### Activity list
A - Repeat the text of the personal reflection between "I have moments where I think life" and "think of me.", inclusive.
B - Translate this sentence from the personal reflection into Spanish: "Balancing it all is my challenge."

[[ Given text, beginning ]]

I have moments where I think life as a human on this planet is one on-going crisis (self made and manufactured). I have moments where I think other dimensional beings are behind a lot of the "goings-on" in our society. I have moments where I look out into the world and think how fucked up it all is, how we've been duped, lied to and all I wish to do is scream and cry.

I also know there is some untapped part of me (and us) that can "rise above" it all.

Balancing it all is my challenge. I've had moments and times where I have and have shined. And (to use cliches) then I slip--or else some outter energy pulls me back w/me willing and I'm then dealing w/issues I thought I once shed myself of. Each moment calling me to speak, live and be my truth--be myself--whoever she is and however she looks/sounds/appears. Each moment telling me to let go of what people may or may not think of me.

[[ Given text, end ]]
[[ Record extracts, beginning ]]

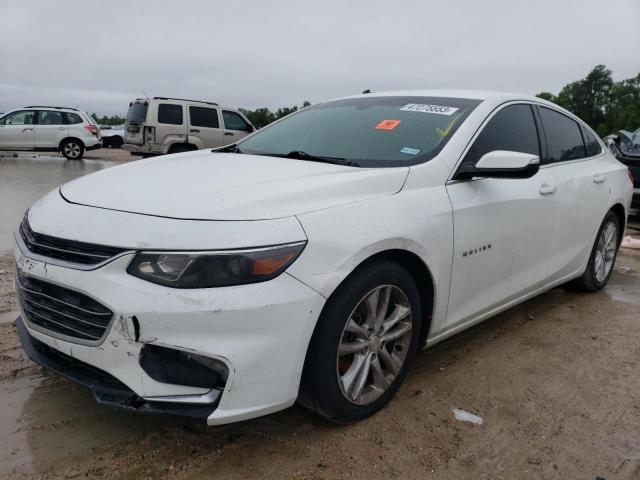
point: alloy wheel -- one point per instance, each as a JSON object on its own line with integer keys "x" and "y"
{"x": 606, "y": 251}
{"x": 374, "y": 344}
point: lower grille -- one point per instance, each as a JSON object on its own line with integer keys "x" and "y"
{"x": 61, "y": 310}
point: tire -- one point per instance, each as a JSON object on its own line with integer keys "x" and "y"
{"x": 72, "y": 149}
{"x": 347, "y": 324}
{"x": 602, "y": 258}
{"x": 116, "y": 142}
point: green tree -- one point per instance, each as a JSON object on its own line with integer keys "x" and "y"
{"x": 605, "y": 105}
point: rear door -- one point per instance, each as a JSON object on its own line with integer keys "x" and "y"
{"x": 502, "y": 226}
{"x": 17, "y": 130}
{"x": 172, "y": 124}
{"x": 579, "y": 171}
{"x": 50, "y": 128}
{"x": 235, "y": 127}
{"x": 204, "y": 127}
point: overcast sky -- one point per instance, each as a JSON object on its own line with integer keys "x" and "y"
{"x": 101, "y": 55}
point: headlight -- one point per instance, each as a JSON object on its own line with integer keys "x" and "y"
{"x": 214, "y": 269}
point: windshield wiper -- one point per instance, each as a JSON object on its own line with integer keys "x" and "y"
{"x": 300, "y": 155}
{"x": 233, "y": 148}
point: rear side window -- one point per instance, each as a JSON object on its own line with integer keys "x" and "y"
{"x": 170, "y": 114}
{"x": 564, "y": 139}
{"x": 24, "y": 117}
{"x": 233, "y": 121}
{"x": 591, "y": 143}
{"x": 49, "y": 118}
{"x": 73, "y": 119}
{"x": 513, "y": 129}
{"x": 204, "y": 117}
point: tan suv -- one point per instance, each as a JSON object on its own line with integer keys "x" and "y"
{"x": 159, "y": 125}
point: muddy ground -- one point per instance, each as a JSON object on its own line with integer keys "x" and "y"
{"x": 555, "y": 381}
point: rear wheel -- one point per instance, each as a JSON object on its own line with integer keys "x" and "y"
{"x": 603, "y": 256}
{"x": 72, "y": 149}
{"x": 363, "y": 344}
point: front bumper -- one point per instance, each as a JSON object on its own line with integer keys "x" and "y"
{"x": 259, "y": 331}
{"x": 106, "y": 388}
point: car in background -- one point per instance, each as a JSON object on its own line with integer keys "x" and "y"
{"x": 625, "y": 146}
{"x": 43, "y": 128}
{"x": 112, "y": 136}
{"x": 160, "y": 125}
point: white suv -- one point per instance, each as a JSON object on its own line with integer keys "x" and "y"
{"x": 67, "y": 130}
{"x": 160, "y": 125}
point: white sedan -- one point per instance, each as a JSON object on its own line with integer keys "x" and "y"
{"x": 311, "y": 260}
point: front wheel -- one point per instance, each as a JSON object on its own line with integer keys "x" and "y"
{"x": 363, "y": 344}
{"x": 603, "y": 256}
{"x": 72, "y": 149}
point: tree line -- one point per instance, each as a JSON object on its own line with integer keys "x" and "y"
{"x": 605, "y": 105}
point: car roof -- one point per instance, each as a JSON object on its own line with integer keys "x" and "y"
{"x": 482, "y": 95}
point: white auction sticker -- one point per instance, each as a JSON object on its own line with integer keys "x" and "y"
{"x": 421, "y": 107}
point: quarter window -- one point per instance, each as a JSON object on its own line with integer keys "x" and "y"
{"x": 233, "y": 121}
{"x": 591, "y": 143}
{"x": 564, "y": 139}
{"x": 204, "y": 117}
{"x": 512, "y": 129}
{"x": 170, "y": 114}
{"x": 49, "y": 118}
{"x": 24, "y": 117}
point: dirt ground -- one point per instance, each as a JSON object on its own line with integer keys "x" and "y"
{"x": 554, "y": 379}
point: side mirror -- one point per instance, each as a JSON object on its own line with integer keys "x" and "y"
{"x": 503, "y": 164}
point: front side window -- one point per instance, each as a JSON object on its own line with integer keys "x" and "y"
{"x": 73, "y": 119}
{"x": 23, "y": 117}
{"x": 564, "y": 139}
{"x": 49, "y": 118}
{"x": 170, "y": 114}
{"x": 233, "y": 121}
{"x": 204, "y": 117}
{"x": 512, "y": 129}
{"x": 366, "y": 131}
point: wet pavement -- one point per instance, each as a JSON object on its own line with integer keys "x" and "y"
{"x": 554, "y": 379}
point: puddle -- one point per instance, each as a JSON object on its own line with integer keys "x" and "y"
{"x": 24, "y": 179}
{"x": 624, "y": 287}
{"x": 45, "y": 419}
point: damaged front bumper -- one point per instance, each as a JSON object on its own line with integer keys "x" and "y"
{"x": 258, "y": 332}
{"x": 106, "y": 388}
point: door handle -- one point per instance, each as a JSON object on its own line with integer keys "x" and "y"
{"x": 546, "y": 189}
{"x": 598, "y": 178}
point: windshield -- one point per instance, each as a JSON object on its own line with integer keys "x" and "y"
{"x": 368, "y": 131}
{"x": 137, "y": 112}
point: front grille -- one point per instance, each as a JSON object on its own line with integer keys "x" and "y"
{"x": 69, "y": 250}
{"x": 61, "y": 310}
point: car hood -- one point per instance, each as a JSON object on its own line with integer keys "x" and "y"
{"x": 226, "y": 186}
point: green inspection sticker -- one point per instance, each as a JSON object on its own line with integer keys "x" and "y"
{"x": 410, "y": 151}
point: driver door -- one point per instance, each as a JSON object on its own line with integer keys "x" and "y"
{"x": 17, "y": 130}
{"x": 503, "y": 227}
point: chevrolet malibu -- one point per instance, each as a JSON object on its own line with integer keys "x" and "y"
{"x": 311, "y": 260}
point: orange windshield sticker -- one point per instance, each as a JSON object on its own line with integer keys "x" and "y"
{"x": 388, "y": 124}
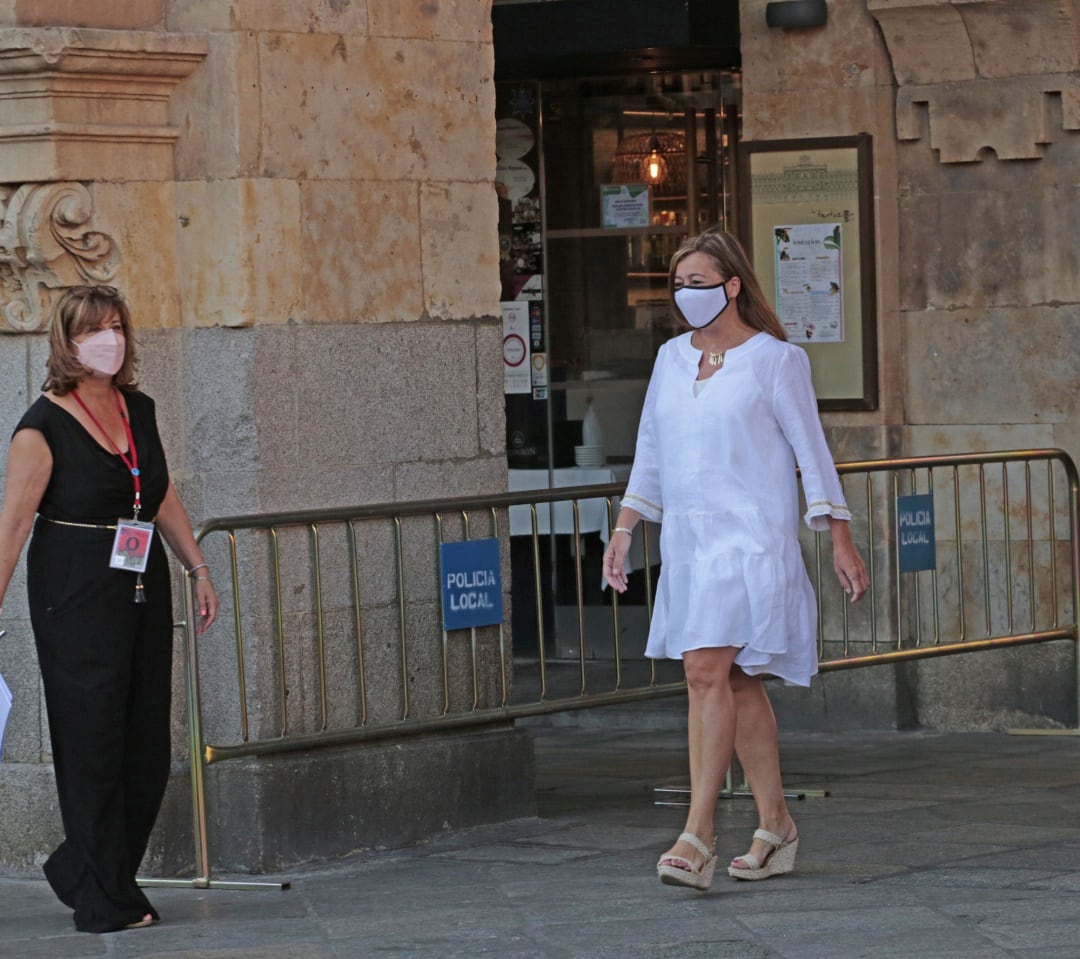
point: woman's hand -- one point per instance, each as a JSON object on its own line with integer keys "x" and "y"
{"x": 206, "y": 604}
{"x": 848, "y": 564}
{"x": 615, "y": 561}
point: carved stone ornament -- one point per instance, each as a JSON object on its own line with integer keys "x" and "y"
{"x": 46, "y": 244}
{"x": 998, "y": 75}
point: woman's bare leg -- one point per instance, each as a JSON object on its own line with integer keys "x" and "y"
{"x": 757, "y": 747}
{"x": 711, "y": 733}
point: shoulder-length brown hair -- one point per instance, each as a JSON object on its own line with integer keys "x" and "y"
{"x": 82, "y": 309}
{"x": 731, "y": 260}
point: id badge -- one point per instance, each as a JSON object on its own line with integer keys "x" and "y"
{"x": 131, "y": 549}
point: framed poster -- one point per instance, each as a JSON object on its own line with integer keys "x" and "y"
{"x": 807, "y": 221}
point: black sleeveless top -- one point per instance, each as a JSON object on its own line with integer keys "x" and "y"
{"x": 90, "y": 484}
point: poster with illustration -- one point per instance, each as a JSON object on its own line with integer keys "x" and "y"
{"x": 809, "y": 282}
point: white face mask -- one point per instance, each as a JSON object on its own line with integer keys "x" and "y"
{"x": 701, "y": 305}
{"x": 102, "y": 352}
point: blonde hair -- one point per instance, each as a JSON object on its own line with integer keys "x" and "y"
{"x": 82, "y": 309}
{"x": 731, "y": 260}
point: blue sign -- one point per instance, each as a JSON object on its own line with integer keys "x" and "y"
{"x": 915, "y": 532}
{"x": 472, "y": 584}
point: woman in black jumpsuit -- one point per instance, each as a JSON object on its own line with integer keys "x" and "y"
{"x": 104, "y": 635}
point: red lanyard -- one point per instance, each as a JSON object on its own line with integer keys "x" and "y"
{"x": 131, "y": 458}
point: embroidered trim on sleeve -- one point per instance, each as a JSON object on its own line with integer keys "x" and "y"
{"x": 837, "y": 511}
{"x": 650, "y": 510}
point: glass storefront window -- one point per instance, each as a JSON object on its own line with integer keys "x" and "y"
{"x": 619, "y": 171}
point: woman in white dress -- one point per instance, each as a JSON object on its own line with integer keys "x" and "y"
{"x": 729, "y": 412}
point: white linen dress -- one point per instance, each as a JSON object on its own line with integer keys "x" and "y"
{"x": 716, "y": 468}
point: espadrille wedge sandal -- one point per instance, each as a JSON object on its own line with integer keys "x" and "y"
{"x": 677, "y": 870}
{"x": 781, "y": 860}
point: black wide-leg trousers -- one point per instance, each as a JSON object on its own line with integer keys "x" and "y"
{"x": 106, "y": 663}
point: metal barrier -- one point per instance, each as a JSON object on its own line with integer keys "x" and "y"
{"x": 331, "y": 646}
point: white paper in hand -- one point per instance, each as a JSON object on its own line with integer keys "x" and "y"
{"x": 4, "y": 710}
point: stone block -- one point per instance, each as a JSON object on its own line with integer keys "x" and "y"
{"x": 929, "y": 43}
{"x": 239, "y": 244}
{"x": 823, "y": 111}
{"x": 868, "y": 698}
{"x": 380, "y": 392}
{"x": 1021, "y": 238}
{"x": 847, "y": 52}
{"x": 161, "y": 377}
{"x": 468, "y": 21}
{"x": 140, "y": 217}
{"x": 489, "y": 382}
{"x": 1033, "y": 37}
{"x": 1027, "y": 687}
{"x": 109, "y": 15}
{"x": 441, "y": 480}
{"x": 90, "y": 105}
{"x": 199, "y": 16}
{"x": 1010, "y": 117}
{"x": 216, "y": 110}
{"x": 459, "y": 241}
{"x": 266, "y": 815}
{"x": 302, "y": 16}
{"x": 373, "y": 111}
{"x": 361, "y": 255}
{"x": 24, "y": 739}
{"x": 950, "y": 352}
{"x": 30, "y": 827}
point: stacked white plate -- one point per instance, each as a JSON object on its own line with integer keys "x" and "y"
{"x": 589, "y": 456}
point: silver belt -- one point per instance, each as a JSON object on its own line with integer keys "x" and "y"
{"x": 80, "y": 525}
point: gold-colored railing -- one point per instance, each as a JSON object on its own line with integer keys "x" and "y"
{"x": 334, "y": 613}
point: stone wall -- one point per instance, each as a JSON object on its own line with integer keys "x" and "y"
{"x": 974, "y": 110}
{"x": 297, "y": 200}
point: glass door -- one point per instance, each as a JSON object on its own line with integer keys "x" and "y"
{"x": 629, "y": 167}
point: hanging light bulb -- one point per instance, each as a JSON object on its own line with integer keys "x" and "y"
{"x": 653, "y": 166}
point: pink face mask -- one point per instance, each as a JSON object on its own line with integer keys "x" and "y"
{"x": 103, "y": 352}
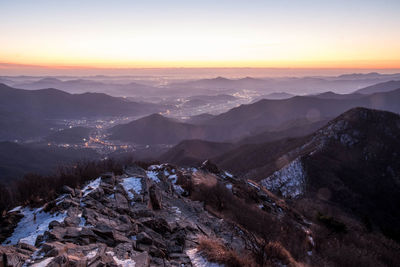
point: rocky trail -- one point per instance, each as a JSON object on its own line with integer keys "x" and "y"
{"x": 141, "y": 218}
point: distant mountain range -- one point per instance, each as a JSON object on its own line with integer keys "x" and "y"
{"x": 83, "y": 86}
{"x": 249, "y": 120}
{"x": 352, "y": 161}
{"x": 72, "y": 135}
{"x": 380, "y": 87}
{"x": 19, "y": 159}
{"x": 304, "y": 85}
{"x": 156, "y": 129}
{"x": 28, "y": 113}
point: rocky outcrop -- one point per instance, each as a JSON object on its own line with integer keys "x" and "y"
{"x": 138, "y": 219}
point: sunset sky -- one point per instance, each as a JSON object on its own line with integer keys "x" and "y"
{"x": 217, "y": 33}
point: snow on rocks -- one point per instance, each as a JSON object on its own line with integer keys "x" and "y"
{"x": 132, "y": 184}
{"x": 15, "y": 209}
{"x": 122, "y": 263}
{"x": 228, "y": 186}
{"x": 43, "y": 263}
{"x": 289, "y": 180}
{"x": 93, "y": 185}
{"x": 153, "y": 176}
{"x": 34, "y": 223}
{"x": 199, "y": 261}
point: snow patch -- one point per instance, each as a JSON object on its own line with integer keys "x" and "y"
{"x": 15, "y": 209}
{"x": 132, "y": 184}
{"x": 92, "y": 254}
{"x": 289, "y": 180}
{"x": 228, "y": 174}
{"x": 43, "y": 263}
{"x": 153, "y": 176}
{"x": 34, "y": 223}
{"x": 93, "y": 185}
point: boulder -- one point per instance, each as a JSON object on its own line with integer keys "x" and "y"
{"x": 155, "y": 198}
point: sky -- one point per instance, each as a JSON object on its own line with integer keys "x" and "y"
{"x": 207, "y": 33}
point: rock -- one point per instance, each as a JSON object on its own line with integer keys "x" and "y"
{"x": 159, "y": 225}
{"x": 53, "y": 224}
{"x": 108, "y": 177}
{"x": 72, "y": 221}
{"x": 144, "y": 238}
{"x": 141, "y": 213}
{"x": 11, "y": 256}
{"x": 142, "y": 259}
{"x": 155, "y": 198}
{"x": 68, "y": 190}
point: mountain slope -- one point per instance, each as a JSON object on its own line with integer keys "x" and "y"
{"x": 193, "y": 152}
{"x": 70, "y": 135}
{"x": 156, "y": 129}
{"x": 352, "y": 162}
{"x": 380, "y": 87}
{"x": 16, "y": 160}
{"x": 53, "y": 103}
{"x": 271, "y": 113}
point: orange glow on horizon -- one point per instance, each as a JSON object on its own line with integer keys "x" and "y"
{"x": 356, "y": 64}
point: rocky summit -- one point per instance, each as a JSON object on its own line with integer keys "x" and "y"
{"x": 144, "y": 217}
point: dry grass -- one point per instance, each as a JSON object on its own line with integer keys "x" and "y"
{"x": 215, "y": 251}
{"x": 276, "y": 252}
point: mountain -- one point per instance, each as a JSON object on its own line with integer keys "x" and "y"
{"x": 53, "y": 103}
{"x": 246, "y": 119}
{"x": 332, "y": 95}
{"x": 380, "y": 87}
{"x": 82, "y": 86}
{"x": 265, "y": 116}
{"x": 193, "y": 152}
{"x": 293, "y": 85}
{"x": 166, "y": 215}
{"x": 72, "y": 135}
{"x": 17, "y": 160}
{"x": 297, "y": 129}
{"x": 353, "y": 162}
{"x": 274, "y": 96}
{"x": 199, "y": 119}
{"x": 156, "y": 129}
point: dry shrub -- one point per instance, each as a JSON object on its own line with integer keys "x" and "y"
{"x": 276, "y": 252}
{"x": 215, "y": 251}
{"x": 35, "y": 189}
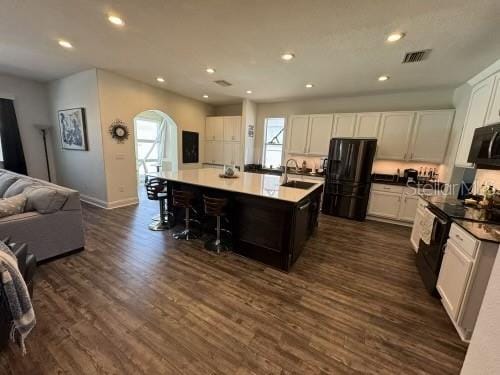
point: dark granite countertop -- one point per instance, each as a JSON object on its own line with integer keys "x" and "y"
{"x": 482, "y": 231}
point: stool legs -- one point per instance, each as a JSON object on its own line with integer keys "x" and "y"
{"x": 217, "y": 245}
{"x": 162, "y": 224}
{"x": 187, "y": 233}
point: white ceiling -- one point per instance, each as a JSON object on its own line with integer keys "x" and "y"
{"x": 339, "y": 44}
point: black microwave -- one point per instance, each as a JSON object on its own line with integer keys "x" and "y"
{"x": 485, "y": 148}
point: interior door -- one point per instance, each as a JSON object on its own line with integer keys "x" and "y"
{"x": 430, "y": 136}
{"x": 299, "y": 128}
{"x": 344, "y": 125}
{"x": 395, "y": 132}
{"x": 453, "y": 278}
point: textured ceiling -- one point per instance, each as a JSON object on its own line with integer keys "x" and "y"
{"x": 339, "y": 44}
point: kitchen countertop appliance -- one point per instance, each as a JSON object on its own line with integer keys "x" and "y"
{"x": 348, "y": 177}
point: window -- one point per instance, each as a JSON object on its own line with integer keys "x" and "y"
{"x": 273, "y": 141}
{"x": 147, "y": 145}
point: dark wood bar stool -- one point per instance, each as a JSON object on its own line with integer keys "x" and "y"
{"x": 184, "y": 199}
{"x": 156, "y": 189}
{"x": 216, "y": 207}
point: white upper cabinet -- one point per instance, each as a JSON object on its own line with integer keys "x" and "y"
{"x": 494, "y": 108}
{"x": 475, "y": 118}
{"x": 395, "y": 133}
{"x": 232, "y": 128}
{"x": 297, "y": 134}
{"x": 320, "y": 131}
{"x": 430, "y": 136}
{"x": 367, "y": 125}
{"x": 344, "y": 125}
{"x": 214, "y": 128}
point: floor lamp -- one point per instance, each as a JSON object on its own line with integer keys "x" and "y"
{"x": 44, "y": 129}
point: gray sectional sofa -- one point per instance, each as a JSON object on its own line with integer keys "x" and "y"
{"x": 51, "y": 224}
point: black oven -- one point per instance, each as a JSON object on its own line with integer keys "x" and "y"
{"x": 485, "y": 148}
{"x": 430, "y": 256}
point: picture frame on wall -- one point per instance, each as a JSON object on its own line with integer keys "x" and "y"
{"x": 73, "y": 129}
{"x": 190, "y": 147}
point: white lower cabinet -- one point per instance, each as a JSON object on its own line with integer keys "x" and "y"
{"x": 464, "y": 276}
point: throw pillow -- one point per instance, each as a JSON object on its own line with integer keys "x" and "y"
{"x": 5, "y": 181}
{"x": 13, "y": 205}
{"x": 43, "y": 199}
{"x": 18, "y": 187}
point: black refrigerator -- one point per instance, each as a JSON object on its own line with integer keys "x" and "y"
{"x": 348, "y": 175}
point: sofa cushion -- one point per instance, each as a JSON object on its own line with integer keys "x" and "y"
{"x": 43, "y": 199}
{"x": 5, "y": 181}
{"x": 18, "y": 187}
{"x": 13, "y": 205}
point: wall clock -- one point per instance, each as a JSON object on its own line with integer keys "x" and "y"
{"x": 119, "y": 131}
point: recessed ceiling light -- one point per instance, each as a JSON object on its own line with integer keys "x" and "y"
{"x": 65, "y": 44}
{"x": 394, "y": 37}
{"x": 115, "y": 20}
{"x": 287, "y": 56}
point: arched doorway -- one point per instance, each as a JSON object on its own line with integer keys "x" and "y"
{"x": 155, "y": 143}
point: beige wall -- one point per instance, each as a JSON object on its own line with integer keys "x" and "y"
{"x": 80, "y": 170}
{"x": 415, "y": 100}
{"x": 32, "y": 107}
{"x": 123, "y": 98}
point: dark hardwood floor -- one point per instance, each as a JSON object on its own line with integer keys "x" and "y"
{"x": 137, "y": 301}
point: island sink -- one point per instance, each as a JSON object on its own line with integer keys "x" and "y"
{"x": 299, "y": 184}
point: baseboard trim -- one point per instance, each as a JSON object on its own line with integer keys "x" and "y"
{"x": 390, "y": 221}
{"x": 93, "y": 201}
{"x": 122, "y": 203}
{"x": 109, "y": 205}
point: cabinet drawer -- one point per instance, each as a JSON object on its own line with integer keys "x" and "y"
{"x": 388, "y": 188}
{"x": 464, "y": 241}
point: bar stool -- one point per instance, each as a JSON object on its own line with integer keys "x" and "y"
{"x": 216, "y": 207}
{"x": 156, "y": 189}
{"x": 184, "y": 199}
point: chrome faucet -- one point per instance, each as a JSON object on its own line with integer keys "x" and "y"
{"x": 285, "y": 176}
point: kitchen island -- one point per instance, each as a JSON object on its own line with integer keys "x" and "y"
{"x": 269, "y": 222}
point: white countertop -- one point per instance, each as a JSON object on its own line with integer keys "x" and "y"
{"x": 262, "y": 185}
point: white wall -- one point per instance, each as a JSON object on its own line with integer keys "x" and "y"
{"x": 123, "y": 98}
{"x": 80, "y": 170}
{"x": 414, "y": 100}
{"x": 32, "y": 107}
{"x": 483, "y": 355}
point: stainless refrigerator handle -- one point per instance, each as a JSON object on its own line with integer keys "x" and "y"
{"x": 490, "y": 147}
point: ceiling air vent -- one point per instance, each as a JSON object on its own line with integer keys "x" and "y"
{"x": 416, "y": 56}
{"x": 223, "y": 83}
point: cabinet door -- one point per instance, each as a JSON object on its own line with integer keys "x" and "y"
{"x": 408, "y": 208}
{"x": 475, "y": 118}
{"x": 453, "y": 279}
{"x": 297, "y": 139}
{"x": 395, "y": 132}
{"x": 430, "y": 136}
{"x": 344, "y": 125}
{"x": 384, "y": 204}
{"x": 214, "y": 128}
{"x": 494, "y": 107}
{"x": 415, "y": 230}
{"x": 320, "y": 132}
{"x": 232, "y": 128}
{"x": 214, "y": 152}
{"x": 367, "y": 124}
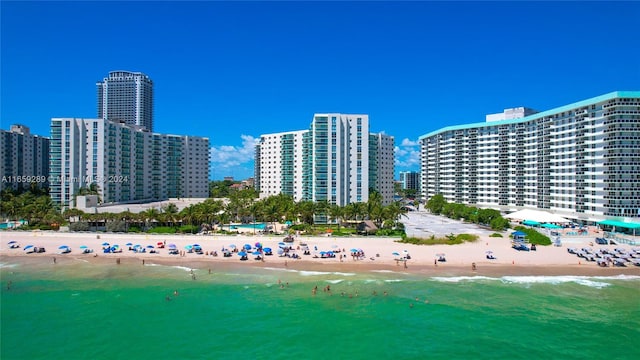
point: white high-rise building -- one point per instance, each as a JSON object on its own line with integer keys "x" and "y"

[[ Record extracts, end ]]

### Answers per task
A -
I have moments where I think life as a human on this planet is one on-going crisis (self made and manufactured). I have moments where I think other dimensional beings are behind a lot of the "goings-on" in our society. I have moments where I look out into the world and think how fucked up it all is, how we've been duped, lied to and all I wish to do is scream and cry.

I also know there is some untapped part of me (and us) that can "rise above" it all.

Balancing it all is my challenge. I've had moments and times where I have and have shined. And (to use cliches) then I slip--or else some outter energy pulls me back w/me willing and I'm then dealing w/issues I thought I once shed myself of. Each moment calling me to speak, live and be my truth--be myself--whoever she is and however she looks/sounds/appears. Each moment telling me to let go of what people may or may not think of me.

B - Equilibrarlo todo es mi desafío.